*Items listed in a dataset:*
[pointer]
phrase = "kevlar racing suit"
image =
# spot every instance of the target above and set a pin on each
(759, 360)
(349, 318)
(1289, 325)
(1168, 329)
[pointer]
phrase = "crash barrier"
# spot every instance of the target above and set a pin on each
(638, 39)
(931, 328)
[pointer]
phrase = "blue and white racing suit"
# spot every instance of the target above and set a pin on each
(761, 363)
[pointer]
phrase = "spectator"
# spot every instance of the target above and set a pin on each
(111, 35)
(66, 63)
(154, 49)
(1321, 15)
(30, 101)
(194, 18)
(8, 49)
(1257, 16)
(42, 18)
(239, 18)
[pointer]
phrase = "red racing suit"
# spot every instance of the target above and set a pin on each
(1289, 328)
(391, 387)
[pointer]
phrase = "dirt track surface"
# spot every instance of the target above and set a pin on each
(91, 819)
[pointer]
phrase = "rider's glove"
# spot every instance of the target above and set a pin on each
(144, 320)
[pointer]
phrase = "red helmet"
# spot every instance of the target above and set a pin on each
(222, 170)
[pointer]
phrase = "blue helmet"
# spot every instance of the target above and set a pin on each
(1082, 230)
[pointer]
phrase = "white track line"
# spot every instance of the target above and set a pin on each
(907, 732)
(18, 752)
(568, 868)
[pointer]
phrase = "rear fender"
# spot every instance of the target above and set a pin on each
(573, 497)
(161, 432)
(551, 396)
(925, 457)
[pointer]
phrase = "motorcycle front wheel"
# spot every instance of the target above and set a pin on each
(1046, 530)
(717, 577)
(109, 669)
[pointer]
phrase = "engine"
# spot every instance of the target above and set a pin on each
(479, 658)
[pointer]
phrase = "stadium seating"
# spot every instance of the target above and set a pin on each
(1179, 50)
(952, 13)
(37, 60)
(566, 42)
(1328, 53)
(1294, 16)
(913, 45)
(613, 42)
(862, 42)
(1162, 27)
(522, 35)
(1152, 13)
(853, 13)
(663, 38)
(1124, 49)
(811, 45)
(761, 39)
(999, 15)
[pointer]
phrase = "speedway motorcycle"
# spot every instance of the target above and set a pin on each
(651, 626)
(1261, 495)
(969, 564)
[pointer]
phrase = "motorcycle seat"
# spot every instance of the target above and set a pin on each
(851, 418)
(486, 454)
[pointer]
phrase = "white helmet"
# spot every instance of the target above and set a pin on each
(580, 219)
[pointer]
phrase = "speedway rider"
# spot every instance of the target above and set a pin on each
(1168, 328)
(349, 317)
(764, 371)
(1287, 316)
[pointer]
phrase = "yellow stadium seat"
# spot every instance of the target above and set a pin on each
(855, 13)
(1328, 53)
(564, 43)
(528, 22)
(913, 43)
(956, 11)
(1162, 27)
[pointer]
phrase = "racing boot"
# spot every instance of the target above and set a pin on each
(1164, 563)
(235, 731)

*WRITTEN TASK:* Pull out every line of the listing that contains the string "helmet", treating uppercase and lowercase letters as different.

*TASK RESULT:*
phrase = "red helmet"
phrase = "blue helmet"
phrase = "white helmet"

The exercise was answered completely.